**Record extracts:**

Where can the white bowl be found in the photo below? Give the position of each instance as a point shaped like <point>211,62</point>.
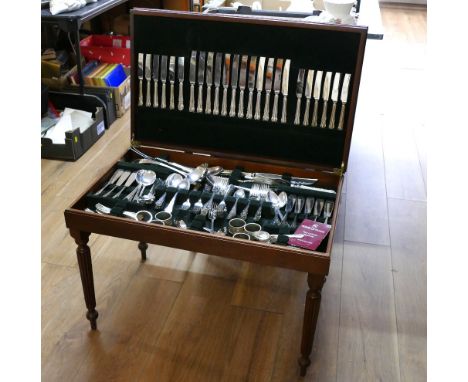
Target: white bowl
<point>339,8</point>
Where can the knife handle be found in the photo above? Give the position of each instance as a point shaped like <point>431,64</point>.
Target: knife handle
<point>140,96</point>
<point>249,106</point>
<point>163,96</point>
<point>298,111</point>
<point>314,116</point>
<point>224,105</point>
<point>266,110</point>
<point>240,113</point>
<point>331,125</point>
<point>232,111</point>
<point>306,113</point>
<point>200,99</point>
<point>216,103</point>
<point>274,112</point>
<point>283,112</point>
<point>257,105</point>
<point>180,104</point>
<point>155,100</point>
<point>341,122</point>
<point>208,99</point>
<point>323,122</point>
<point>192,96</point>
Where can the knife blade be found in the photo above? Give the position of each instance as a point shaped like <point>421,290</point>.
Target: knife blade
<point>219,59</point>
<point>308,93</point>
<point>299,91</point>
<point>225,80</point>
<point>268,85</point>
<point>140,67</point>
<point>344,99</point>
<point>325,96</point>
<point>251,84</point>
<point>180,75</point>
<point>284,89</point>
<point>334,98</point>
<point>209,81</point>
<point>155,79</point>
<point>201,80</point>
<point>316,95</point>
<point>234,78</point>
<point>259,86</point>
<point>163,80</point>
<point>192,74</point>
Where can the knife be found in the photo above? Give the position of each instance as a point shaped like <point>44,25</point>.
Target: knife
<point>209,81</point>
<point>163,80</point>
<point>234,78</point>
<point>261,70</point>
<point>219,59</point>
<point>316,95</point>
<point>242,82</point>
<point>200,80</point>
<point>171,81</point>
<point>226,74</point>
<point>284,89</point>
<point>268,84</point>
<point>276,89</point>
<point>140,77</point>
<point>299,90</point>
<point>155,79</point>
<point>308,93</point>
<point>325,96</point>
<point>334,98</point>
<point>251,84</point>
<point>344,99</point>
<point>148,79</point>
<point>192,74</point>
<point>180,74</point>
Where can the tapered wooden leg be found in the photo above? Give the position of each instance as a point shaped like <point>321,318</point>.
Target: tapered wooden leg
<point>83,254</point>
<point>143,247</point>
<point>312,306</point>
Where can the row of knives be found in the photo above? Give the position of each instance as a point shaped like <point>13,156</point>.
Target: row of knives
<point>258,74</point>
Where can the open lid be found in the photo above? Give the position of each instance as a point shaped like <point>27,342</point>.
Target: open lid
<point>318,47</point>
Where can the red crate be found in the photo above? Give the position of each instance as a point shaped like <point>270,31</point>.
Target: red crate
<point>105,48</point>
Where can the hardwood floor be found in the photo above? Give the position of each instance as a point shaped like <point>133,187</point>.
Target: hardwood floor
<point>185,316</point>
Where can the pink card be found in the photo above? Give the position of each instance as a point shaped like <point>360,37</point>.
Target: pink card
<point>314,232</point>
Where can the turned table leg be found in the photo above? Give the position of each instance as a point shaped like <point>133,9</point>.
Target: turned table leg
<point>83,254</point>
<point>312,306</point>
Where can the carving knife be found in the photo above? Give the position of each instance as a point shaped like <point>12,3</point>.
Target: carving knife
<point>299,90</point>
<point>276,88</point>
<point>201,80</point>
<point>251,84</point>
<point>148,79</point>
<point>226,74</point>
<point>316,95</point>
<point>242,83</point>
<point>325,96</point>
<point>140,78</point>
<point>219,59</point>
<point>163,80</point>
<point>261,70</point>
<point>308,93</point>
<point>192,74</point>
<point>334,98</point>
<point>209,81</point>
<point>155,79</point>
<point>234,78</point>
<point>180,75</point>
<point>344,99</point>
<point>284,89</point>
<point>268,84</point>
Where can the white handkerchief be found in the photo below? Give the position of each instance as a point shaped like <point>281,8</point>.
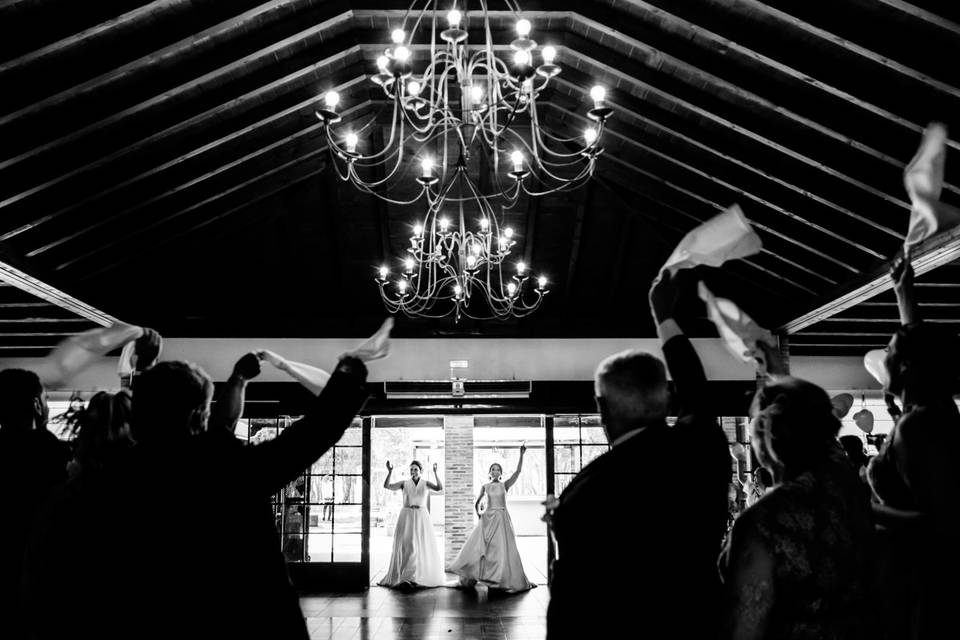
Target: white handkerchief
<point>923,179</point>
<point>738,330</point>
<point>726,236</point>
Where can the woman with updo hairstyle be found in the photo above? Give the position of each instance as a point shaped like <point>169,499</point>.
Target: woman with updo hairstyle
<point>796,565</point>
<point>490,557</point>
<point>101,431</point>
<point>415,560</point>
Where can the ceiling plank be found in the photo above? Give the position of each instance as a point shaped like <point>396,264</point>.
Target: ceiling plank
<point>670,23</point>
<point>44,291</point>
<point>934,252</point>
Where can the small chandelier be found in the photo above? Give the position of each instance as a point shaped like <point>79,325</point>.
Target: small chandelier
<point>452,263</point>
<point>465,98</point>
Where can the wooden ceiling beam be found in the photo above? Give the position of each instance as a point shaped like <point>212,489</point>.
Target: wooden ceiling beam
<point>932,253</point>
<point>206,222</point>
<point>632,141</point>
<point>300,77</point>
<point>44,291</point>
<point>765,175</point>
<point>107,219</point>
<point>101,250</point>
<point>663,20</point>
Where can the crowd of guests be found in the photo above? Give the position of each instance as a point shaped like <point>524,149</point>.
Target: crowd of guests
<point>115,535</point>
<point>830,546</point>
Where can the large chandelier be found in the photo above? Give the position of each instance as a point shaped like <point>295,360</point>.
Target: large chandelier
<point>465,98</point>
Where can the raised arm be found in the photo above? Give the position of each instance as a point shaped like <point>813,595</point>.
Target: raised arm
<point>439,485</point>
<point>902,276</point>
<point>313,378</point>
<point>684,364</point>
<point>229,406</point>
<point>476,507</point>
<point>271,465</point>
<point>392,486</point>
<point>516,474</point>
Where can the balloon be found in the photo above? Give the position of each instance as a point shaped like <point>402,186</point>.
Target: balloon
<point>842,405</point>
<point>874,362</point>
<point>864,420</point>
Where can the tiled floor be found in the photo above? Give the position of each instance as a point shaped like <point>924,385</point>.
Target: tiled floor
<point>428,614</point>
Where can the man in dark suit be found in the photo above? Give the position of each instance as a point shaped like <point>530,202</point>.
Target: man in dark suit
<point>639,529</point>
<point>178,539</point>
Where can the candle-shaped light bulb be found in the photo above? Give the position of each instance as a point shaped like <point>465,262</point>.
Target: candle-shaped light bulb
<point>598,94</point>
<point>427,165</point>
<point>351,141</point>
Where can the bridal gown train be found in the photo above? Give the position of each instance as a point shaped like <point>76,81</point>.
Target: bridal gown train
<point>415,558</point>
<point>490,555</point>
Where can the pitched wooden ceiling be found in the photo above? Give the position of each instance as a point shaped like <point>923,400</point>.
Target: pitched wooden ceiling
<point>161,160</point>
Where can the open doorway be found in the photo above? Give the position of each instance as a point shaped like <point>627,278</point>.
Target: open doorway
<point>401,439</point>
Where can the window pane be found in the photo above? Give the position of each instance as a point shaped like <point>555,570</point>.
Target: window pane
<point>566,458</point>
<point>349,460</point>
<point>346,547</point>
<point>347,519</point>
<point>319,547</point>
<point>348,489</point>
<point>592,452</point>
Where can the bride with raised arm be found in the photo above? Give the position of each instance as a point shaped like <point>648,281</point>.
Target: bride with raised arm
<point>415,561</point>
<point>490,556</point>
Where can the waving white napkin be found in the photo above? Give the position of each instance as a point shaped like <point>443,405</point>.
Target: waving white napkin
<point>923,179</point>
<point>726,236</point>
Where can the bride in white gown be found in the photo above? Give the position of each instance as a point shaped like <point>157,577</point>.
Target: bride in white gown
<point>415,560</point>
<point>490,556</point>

**What is being asked:** Scan the data above and report each line in which "below" is present.

**Result:**
Where can the white bowl be found in the photo below? Give the position of each instance as a point shaped like <point>211,62</point>.
Where can the white handkerchief be found in the photo below? Give the position of each instance as a point shaped like <point>281,8</point>.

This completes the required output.